Please continue the article below on Notre Dame High's girls' volleyball team, which comes before the records, starting right after its last sentence.

Reading text
**********

A Call to Arms : Girls' volleyball: Shaney Fink's gung-ho attitude has injected Notre Dame with confidence and enthusiasm lacking in last season's 1-15 debacle.


Notre Dame High girls' volleyball players were back at work.

Sure, they had been swept away the previous night by powerhouse Harvard-Westlake. But they've been through worse--like a 1-15 season in 1994, an ordeal that places a single loss in its proper perspective.

With a new coach and a new attitude, the only leftover at their practice a day after the Harvard-Westlake match was dye residue--blue and gold, the school colors--in their hair.

"We're planning to go out and beat Harvard-Westlake next time," said Kellie Hallinan, a senior outside hitter who has helped the Knights to an 8-1 record, 2-1 in Mission League play. "We know how they play and we know we can beat them."

Hers are words that could not have been spoken--at least not with a straight face--last season, which began with a victory but ended with 15 losses.

**********

Records
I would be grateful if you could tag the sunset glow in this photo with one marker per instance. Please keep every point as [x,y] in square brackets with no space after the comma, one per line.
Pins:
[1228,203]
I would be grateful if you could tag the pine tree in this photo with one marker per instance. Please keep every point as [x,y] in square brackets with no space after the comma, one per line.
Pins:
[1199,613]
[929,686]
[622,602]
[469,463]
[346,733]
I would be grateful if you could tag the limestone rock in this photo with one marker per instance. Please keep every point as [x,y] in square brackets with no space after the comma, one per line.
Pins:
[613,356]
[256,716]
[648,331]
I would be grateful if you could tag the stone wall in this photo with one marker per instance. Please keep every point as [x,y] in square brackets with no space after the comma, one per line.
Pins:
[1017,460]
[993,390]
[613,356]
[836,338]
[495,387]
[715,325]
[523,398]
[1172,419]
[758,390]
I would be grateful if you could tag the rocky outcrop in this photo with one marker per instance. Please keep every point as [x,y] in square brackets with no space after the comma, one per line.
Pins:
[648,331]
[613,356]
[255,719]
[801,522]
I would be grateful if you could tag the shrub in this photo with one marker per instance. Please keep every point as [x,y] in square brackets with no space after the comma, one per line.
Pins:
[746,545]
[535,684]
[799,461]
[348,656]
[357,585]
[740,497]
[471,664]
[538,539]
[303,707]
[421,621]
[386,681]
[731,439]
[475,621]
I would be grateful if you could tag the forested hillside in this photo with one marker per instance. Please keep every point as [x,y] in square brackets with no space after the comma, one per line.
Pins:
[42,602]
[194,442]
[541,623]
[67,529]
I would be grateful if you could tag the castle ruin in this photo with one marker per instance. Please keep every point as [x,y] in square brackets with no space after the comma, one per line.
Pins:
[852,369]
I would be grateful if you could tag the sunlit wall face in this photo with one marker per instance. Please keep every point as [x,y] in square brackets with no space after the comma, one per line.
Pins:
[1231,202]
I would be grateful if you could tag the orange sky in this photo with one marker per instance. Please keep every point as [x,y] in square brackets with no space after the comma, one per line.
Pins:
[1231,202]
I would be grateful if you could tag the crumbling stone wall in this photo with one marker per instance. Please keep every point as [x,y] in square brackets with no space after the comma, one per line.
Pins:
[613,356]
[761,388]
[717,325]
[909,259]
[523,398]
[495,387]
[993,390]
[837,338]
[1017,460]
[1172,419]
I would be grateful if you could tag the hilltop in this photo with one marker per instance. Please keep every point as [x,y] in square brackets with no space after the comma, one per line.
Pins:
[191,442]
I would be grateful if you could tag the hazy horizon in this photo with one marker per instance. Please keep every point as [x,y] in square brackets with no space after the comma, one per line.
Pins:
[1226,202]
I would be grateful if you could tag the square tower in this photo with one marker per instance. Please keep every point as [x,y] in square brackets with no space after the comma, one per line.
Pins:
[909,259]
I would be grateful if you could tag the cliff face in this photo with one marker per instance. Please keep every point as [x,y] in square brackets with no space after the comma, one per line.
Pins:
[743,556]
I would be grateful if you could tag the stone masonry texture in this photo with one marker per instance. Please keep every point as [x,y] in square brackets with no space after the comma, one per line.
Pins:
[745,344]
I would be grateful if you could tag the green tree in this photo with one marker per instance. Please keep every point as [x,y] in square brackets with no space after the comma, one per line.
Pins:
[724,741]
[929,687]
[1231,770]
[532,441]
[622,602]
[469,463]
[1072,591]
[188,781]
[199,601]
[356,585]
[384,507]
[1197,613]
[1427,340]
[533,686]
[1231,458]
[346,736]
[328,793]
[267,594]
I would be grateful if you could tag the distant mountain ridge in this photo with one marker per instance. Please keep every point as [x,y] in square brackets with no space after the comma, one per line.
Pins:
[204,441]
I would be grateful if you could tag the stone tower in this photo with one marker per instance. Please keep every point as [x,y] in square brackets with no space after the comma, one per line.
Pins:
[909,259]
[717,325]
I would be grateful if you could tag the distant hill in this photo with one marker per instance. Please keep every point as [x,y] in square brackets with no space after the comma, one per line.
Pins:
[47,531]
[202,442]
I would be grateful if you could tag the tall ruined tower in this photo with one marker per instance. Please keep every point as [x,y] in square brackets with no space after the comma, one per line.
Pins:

**********

Reply
"It got to the point where [losing] didn't affect you anymore and that's bad," junior setter Hilda Osmanian said. "You'd go play and lose, play and lose. It drained you."

The Knights now drain other teams.

Notre Dame won the 15-team Ventura tournament and in its league opener swept traditionally strong Louisville.

The Knights' turnaround starts with first-year Coach Shaney Fink.

A former player at California and an All-City Section performer at University High, Fink left a post as an assistant for the Colgate women's team to move back to the West Coast.

Fink was hired to coach the Notre Dame boys' team and subsequently was asked to guide the girls' team.


Using an old lineup--one basically the same as last season--Notre Dame has newfound success.

"They just decided they're really tired of losing," Fink said. "It's a real tribute to their character."

An unusual summer workout routine formed the first building block.

Notre Dame players didn't sleep with volleyballs at their bedside. Nor did they run six miles a day. Instead, they improved their jumping using plyometrics, leaping over cones and blocks and in and out of squares.

"It made our players more explosive, which may have something to do with how hard we're hitting the ball right now," Fink said.

Fink's favorite word is ' "banzai!" and her players have picked up on it.

"Shaney talks so recklessly about going out there and doing it that we just have to do it," Osmanian said. "We go crazy. Seriously. When you see us at our best, we're doing something we're not used to doing. And it feels natural."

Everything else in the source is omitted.